What the exercise asks:
Rewrite the material below, substituting "occurrence" for "instance" wherever it appears and leaving everything else unchanged.

Supplied data:
◆ ◆ ◆

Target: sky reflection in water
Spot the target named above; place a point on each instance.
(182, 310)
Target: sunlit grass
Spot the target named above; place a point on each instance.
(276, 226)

◆ ◆ ◆

Result of the task:
Target: sky reflection in water
Spot the target named above; place a point on each occurrence.
(182, 310)
Target: sunlit grass
Spot the target named above; place a point on each occurrence.
(276, 226)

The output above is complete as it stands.